**The exercise:**
Put the part of the records that opens with the line containing "Mark a point on each instance of the bald" and closes with the line containing "x=196, y=274" into a Markdown table with two columns, Row and Line, numbering each line and skipping blank ones. Include nothing else.
━━━ Data shown
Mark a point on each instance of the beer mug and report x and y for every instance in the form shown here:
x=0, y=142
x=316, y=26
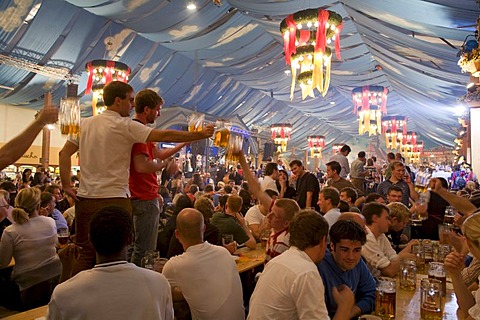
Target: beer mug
x=417, y=250
x=437, y=272
x=195, y=122
x=222, y=135
x=385, y=298
x=449, y=216
x=408, y=274
x=69, y=116
x=431, y=307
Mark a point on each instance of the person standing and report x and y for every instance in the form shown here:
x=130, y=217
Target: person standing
x=358, y=172
x=146, y=160
x=341, y=158
x=307, y=186
x=105, y=146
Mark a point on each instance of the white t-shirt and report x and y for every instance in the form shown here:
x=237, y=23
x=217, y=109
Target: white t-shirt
x=254, y=216
x=208, y=278
x=377, y=252
x=115, y=290
x=32, y=245
x=290, y=287
x=105, y=148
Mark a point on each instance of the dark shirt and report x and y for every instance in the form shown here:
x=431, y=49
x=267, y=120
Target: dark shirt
x=308, y=183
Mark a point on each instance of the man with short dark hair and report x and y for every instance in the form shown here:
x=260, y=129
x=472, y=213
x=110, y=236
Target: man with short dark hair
x=196, y=275
x=290, y=286
x=105, y=144
x=343, y=265
x=270, y=177
x=358, y=172
x=400, y=179
x=341, y=158
x=328, y=203
x=112, y=290
x=307, y=186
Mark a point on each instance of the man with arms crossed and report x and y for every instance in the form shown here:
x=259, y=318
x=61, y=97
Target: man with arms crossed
x=105, y=146
x=205, y=275
x=290, y=287
x=343, y=264
x=114, y=288
x=145, y=162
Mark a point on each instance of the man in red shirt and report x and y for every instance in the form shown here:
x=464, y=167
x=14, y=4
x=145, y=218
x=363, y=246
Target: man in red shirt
x=146, y=160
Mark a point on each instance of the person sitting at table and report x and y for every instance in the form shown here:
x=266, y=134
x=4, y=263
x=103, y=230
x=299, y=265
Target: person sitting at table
x=290, y=286
x=343, y=264
x=31, y=241
x=399, y=218
x=205, y=275
x=114, y=288
x=381, y=258
x=232, y=222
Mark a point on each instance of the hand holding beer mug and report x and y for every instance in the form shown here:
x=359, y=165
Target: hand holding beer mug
x=69, y=116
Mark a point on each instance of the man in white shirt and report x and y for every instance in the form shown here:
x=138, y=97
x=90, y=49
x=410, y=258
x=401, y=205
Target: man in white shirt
x=271, y=176
x=328, y=200
x=341, y=158
x=105, y=146
x=205, y=275
x=114, y=288
x=290, y=287
x=381, y=258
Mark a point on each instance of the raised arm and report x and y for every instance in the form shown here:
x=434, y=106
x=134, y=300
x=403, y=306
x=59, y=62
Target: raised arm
x=16, y=147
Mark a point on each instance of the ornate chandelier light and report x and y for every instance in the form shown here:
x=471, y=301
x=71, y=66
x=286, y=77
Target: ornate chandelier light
x=306, y=36
x=369, y=103
x=316, y=143
x=101, y=73
x=281, y=135
x=394, y=128
x=336, y=147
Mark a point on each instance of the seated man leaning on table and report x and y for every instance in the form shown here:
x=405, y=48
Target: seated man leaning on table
x=343, y=264
x=377, y=251
x=114, y=288
x=232, y=222
x=290, y=286
x=205, y=275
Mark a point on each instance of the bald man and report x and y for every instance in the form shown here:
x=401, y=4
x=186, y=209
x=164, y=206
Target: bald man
x=196, y=274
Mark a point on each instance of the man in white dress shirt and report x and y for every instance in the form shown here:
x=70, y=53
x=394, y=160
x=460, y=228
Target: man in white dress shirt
x=290, y=287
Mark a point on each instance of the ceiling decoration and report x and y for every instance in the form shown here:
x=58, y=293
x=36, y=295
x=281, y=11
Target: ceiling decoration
x=407, y=46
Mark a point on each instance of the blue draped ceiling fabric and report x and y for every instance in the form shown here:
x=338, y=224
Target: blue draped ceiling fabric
x=241, y=59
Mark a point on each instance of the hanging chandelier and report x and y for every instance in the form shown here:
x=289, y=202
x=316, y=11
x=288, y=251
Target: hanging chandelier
x=281, y=135
x=306, y=35
x=316, y=143
x=369, y=103
x=394, y=128
x=101, y=73
x=336, y=147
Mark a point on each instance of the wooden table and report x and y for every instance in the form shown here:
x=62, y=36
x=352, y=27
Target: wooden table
x=408, y=302
x=38, y=313
x=249, y=259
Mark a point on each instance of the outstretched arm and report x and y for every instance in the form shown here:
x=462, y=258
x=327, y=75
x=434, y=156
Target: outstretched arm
x=16, y=147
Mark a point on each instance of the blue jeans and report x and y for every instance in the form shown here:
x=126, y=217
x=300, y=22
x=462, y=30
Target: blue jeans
x=145, y=224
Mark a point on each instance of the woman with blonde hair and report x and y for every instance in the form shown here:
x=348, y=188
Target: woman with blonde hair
x=31, y=241
x=454, y=262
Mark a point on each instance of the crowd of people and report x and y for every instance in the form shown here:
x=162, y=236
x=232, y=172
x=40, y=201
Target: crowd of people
x=327, y=237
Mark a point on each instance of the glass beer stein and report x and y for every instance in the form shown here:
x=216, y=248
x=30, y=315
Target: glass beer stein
x=385, y=297
x=69, y=116
x=431, y=299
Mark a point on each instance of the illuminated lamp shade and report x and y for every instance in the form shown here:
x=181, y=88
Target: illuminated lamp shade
x=101, y=73
x=394, y=128
x=281, y=135
x=369, y=103
x=307, y=35
x=336, y=147
x=316, y=143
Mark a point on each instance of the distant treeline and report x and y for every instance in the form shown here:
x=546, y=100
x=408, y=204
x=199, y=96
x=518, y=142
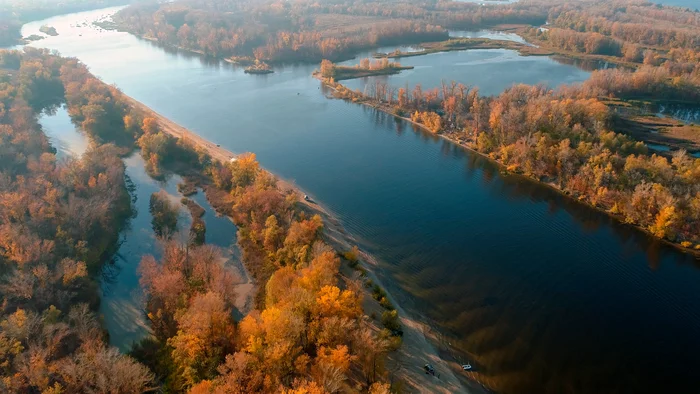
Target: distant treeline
x=564, y=138
x=17, y=12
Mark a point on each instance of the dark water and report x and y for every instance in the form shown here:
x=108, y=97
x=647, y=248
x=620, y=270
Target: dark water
x=492, y=70
x=539, y=292
x=122, y=302
x=62, y=134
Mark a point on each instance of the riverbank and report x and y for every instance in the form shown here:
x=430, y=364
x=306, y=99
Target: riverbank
x=417, y=347
x=456, y=137
x=462, y=44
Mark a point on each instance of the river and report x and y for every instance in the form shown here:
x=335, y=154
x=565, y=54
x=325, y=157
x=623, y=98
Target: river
x=540, y=293
x=122, y=307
━━━━━━
**Finished answer:**
| Row | Line |
|---|---|
| 1 | Mark a point on each instance of the bald man and report x and y for every instance in the form shown here: |
| 2 | x=401, y=4 |
| 3 | x=186, y=209 |
| 4 | x=164, y=206 |
| 5 | Target: bald man |
| 6 | x=196, y=274 |